■ Source material
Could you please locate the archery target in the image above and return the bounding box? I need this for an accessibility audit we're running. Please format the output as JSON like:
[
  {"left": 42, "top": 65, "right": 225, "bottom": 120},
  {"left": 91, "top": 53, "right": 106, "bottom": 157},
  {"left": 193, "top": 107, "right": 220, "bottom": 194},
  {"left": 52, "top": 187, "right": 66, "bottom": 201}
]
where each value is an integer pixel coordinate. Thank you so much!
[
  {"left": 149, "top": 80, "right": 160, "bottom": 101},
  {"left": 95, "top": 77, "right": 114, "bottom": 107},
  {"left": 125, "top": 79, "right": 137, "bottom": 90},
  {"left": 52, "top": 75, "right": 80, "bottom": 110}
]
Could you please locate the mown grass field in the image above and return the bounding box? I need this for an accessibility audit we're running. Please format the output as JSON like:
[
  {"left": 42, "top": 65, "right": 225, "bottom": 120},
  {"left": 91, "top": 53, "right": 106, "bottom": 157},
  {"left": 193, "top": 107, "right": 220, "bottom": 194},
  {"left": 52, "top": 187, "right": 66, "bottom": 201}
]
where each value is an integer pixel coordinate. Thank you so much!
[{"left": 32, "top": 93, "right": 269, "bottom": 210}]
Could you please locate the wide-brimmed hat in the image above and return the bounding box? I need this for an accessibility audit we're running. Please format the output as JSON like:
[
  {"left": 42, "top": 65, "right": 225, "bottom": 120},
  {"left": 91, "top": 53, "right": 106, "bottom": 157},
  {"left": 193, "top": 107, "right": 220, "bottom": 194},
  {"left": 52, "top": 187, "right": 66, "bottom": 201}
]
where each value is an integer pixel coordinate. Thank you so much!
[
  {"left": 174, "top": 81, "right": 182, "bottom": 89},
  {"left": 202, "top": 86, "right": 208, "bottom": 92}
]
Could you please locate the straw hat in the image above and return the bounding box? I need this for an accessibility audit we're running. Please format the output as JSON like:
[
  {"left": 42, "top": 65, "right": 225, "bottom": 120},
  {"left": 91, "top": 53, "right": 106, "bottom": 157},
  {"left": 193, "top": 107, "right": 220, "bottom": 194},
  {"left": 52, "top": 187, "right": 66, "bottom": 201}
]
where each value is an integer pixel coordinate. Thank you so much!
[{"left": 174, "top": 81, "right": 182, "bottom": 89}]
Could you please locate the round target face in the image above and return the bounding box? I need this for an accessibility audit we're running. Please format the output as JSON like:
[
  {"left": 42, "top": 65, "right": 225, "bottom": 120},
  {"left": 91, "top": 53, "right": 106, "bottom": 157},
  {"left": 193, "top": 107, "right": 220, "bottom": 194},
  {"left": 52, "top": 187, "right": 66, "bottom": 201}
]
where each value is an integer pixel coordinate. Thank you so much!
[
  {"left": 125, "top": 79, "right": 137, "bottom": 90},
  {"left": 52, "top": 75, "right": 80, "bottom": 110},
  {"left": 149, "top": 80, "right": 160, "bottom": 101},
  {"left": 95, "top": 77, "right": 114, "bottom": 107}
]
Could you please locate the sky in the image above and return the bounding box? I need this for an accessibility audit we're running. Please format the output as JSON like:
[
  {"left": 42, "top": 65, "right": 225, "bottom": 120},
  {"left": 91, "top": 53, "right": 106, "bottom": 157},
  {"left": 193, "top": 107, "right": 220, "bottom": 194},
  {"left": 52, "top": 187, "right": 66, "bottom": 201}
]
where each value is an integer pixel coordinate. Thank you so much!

* * *

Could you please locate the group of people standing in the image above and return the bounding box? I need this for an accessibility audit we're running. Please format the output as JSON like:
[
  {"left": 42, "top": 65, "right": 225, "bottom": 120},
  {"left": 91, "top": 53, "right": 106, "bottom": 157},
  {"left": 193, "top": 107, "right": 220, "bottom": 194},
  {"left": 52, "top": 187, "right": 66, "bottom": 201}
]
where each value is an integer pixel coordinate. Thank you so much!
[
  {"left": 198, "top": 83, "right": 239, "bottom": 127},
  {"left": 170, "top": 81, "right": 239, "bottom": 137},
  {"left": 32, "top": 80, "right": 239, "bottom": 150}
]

■ Activity
Show the lines where the word "JSON" appears in the entries.

■ Solution to the exercise
Could you please locate the archery target in the image above and return the bounding box? I need this for an accessibility audit we're running. Please format the output as JSON like:
Could you please locate the mown grass field in the image above and return the bounding box? I need this for an accessibility audit we're running. Please format the output as JSON like:
Could you please locate the wide-brimmed hat in the image above and return the bounding box? I need this for an accessibility audit we're running. Please format the output as JSON like:
Could you please locate the straw hat in the image above and return the bounding box? I need this for an accessibility audit we're running. Please format the output as JSON like:
Could you please locate the round target face in the image above and return the bounding box? I need this for an accessibility audit we're running. Please format the output as JSON like:
Could you please locate the sky in the image above and return the bounding box? I need this for an accessibility audit we're running. Please format the output as JSON like:
Could you please locate the group of people standing in the image above and return the bounding box? I need this for an accessibility audit we're running. Please format the output as JSON like:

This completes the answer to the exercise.